- [DOCUMENT EXTRACT]
Green Hotels: Two Organizations That Give New Life for Used Bars of Hotel Soap

Full disclosure: I love hotel soaps and have been known to wrap up a gently used bar of Malin + Goetz or Miller Harris and take it home. But I don’t always and I’ve wondered – what happens to the hundreds of thousands of lightly used soaps and shampoos hotels collect each week?

Landfills are the final resting place for most. But green-minded hotels looking for alternatives to the trash bin are turning to recycling organizations like Clean the World, based in Orlando, and Global Soap Project, based in Atlanta. The recyclers collect used soaps from hotels, sanitize them and distribute them to people in need in US homeless shelters and overseas.

Hotel soap recycling is in the news.  On Earth Day last week Starwood Hotels & Resorts Worldwide announced an agreement with Clean the World that could bring as many as 500 hotels into the soap-redistribution fold. Starwood’s brands, which touch a lot of bases, include The Luxury Collection, St. Regis, Westin, W, Meridien, Sheraton, Four Points, Element and Aloft.

Just two years in business, Clean the World has teamed with more than 1,000

properties, including individual Marriotts, Hiltons, Wyndhams and the San Francisco-based Joie de Vivre group. But Starwood, with some 176,000 rooms in North America alone, is their biggest corporate catch yet.

- [EXERCISES]
1. Write out the passage of the article on hotel soap recycling from "Hotel soap recycling" up to and including "corporate catch yet.".
2. Continue the article on hotel soap recycling, picking up after its last sentence.
The records can be ignored, since nothing here depends on them.

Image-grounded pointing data
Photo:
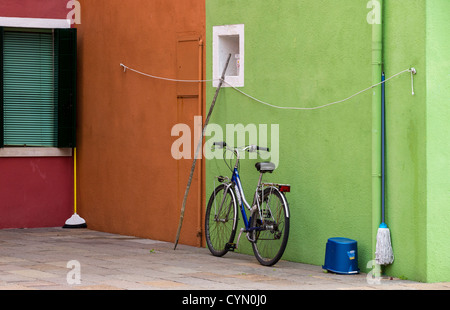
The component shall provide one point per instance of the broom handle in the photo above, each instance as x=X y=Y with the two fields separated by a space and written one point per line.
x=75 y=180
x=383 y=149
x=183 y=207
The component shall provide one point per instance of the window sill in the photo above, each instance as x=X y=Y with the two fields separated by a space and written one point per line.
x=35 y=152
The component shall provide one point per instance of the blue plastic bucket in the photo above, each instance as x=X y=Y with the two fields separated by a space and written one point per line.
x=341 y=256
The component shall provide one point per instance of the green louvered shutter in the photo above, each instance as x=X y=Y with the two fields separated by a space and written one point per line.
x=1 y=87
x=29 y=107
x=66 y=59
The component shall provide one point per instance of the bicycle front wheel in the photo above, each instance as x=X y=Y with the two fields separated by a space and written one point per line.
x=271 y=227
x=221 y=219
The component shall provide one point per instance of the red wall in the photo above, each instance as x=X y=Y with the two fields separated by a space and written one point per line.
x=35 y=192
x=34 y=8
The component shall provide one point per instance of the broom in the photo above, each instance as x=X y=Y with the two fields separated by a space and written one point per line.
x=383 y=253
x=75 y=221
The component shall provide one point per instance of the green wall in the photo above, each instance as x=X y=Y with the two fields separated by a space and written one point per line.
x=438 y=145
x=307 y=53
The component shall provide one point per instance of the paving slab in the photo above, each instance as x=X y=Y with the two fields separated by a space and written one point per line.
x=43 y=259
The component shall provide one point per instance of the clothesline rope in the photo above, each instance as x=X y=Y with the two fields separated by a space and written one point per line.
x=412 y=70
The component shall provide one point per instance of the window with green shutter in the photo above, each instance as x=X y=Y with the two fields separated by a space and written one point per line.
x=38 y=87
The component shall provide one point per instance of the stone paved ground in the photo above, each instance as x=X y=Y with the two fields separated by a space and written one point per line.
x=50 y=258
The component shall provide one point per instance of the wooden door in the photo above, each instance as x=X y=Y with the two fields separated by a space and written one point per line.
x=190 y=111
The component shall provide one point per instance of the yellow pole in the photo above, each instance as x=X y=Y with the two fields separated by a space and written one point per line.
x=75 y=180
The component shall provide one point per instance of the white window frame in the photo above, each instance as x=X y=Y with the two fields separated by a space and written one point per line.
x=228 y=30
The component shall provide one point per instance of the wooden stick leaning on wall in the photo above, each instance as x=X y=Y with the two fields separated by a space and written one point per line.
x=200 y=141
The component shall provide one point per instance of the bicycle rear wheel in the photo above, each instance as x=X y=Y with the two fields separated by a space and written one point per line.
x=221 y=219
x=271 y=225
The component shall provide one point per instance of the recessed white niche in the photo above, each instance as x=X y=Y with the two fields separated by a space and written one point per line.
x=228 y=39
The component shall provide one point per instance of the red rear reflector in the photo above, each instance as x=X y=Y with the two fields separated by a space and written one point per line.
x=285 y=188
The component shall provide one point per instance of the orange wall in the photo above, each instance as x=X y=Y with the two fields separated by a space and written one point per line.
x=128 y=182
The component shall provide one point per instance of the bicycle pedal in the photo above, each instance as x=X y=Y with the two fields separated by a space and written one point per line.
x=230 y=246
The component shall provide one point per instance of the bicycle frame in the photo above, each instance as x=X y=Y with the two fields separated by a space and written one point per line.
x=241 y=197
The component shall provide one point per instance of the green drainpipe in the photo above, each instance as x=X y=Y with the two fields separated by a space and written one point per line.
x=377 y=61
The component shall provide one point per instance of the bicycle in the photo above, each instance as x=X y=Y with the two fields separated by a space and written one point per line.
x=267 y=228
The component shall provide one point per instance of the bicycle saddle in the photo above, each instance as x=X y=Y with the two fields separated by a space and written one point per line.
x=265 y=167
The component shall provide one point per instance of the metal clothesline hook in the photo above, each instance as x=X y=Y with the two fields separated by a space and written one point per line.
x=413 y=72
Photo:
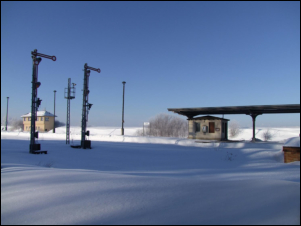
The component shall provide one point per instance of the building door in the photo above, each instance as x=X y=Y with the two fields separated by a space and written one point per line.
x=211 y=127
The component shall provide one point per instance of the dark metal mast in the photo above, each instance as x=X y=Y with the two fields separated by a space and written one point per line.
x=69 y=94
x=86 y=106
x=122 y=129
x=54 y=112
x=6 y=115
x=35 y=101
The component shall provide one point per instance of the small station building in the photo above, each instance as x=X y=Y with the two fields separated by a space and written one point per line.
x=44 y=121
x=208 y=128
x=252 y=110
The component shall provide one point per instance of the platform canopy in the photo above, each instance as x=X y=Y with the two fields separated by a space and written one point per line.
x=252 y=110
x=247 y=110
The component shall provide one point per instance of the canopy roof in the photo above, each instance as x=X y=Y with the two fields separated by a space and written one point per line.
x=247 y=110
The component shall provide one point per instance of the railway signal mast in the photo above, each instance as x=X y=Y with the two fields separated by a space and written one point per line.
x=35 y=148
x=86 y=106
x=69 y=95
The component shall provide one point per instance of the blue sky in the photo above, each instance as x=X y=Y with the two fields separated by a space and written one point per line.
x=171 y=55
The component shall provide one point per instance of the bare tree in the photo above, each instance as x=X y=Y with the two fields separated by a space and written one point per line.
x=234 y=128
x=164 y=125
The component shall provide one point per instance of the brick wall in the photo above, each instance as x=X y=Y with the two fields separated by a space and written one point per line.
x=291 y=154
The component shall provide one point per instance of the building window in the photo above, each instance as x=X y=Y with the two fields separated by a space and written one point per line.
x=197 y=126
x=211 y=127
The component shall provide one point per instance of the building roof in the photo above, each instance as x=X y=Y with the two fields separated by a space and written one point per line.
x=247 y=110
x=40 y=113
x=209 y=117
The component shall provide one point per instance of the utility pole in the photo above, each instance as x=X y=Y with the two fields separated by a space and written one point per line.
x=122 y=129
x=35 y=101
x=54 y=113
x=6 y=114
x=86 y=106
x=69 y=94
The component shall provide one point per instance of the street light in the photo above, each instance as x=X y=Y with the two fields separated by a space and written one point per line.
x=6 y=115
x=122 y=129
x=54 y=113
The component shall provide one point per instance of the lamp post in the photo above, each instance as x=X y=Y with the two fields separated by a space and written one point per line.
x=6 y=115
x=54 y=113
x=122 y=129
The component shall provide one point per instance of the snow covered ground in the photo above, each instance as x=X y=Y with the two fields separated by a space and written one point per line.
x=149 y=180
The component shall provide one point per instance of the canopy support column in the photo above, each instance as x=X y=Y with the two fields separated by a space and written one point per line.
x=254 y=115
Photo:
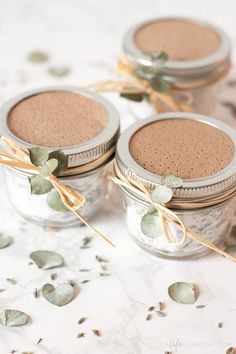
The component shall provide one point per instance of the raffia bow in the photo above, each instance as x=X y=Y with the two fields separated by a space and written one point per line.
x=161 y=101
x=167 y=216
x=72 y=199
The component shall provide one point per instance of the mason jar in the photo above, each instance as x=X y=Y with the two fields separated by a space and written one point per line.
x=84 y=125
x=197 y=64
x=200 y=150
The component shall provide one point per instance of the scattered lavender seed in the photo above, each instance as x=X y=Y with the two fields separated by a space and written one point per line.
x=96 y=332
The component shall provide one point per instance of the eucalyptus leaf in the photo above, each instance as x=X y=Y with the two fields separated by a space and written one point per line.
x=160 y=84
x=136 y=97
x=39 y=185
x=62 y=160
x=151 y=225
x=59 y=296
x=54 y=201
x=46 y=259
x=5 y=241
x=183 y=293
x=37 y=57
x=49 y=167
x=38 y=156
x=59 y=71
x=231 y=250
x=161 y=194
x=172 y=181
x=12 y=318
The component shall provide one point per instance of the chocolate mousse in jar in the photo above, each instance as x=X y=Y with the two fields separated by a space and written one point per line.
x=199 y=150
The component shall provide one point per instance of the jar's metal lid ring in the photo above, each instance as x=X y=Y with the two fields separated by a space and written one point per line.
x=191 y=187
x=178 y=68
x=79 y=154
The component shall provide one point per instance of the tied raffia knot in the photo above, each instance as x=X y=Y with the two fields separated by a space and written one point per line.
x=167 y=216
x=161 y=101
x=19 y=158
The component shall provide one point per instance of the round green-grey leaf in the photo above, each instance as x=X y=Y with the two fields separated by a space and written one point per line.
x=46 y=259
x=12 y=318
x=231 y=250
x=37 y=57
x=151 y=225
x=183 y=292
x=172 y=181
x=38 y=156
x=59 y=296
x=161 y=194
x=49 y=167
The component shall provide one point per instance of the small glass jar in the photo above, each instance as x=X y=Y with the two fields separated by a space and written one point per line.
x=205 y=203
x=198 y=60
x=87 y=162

- [EXPECTED RESPONSES]
1.
Hotel soap recycling is in the news.  On Earth Day last week Starwood Hotels & Resorts Worldwide announced an agreement with Clean the World that could bring as many as 500 hotels into the soap-redistribution fold. Starwood’s brands, which touch a lot of bases, include The Luxury Collection, St. Regis, Westin, W, Meridien, Sheraton, Four Points, Element and Aloft.

Just two years in business, Clean the World has teamed with more than 1,000

properties, including individual Marriotts, Hiltons, Wyndhams and the San Francisco-based Joie de Vivre group. But Starwood, with some 176,000 rooms in North America alone, is their biggest corporate catch yet.

2.
Recycling hotel soap seems a win/win proposition. With 4.6 million hotel rooms in the US, between 1 and 1.5 million bars of soap are tossed out daily, according to the organization. The result is 380 tons of waste destined for landfills each year.  And that’s before shampoo, conditioner and shower gel bottles are added to the mix.

Meanwhile, diarrheal disease caused by lack of sanitation is the world’s second largest killer of children, resulting in 9 million deaths a year, according to the World Health Organization. But studies show simple hand washing with soap could prevent 60 percent of those deaths. “We’re trying to create a hygiene revolution,” says company co-founder Shawn Seipler, dubbed the Pied Piper of Soap by CBS News.

Countless nights in hotels as road warriors gave Seipler and company co-founder Paul Till, both former corporate salesmen, the idea of recycling hotel soap and giving it to the needy.

To date, the organization has distributed more than 8 million soap bars in the US as well as more than 40 countries including Haiti, Uganda, Zimbabwe, India, Honduras, Mexico, Albania and following the recent earthquake, Japan.

Clean the World charges hotels 65 cents a room to collect, clean and redistribute soaps and shampoo bottles, according to USA Today. Hotel staff deposit used soaps, shampoos and conditioners into individual bins, collected weekly and shipped to recycling plants. Heavily used soaps are cooked to remove impurities and re-cast into two-ounce bars. Lightly used soaps — 90 percent of those collected — are steam-cleaned after soaking in a sanitizing solution.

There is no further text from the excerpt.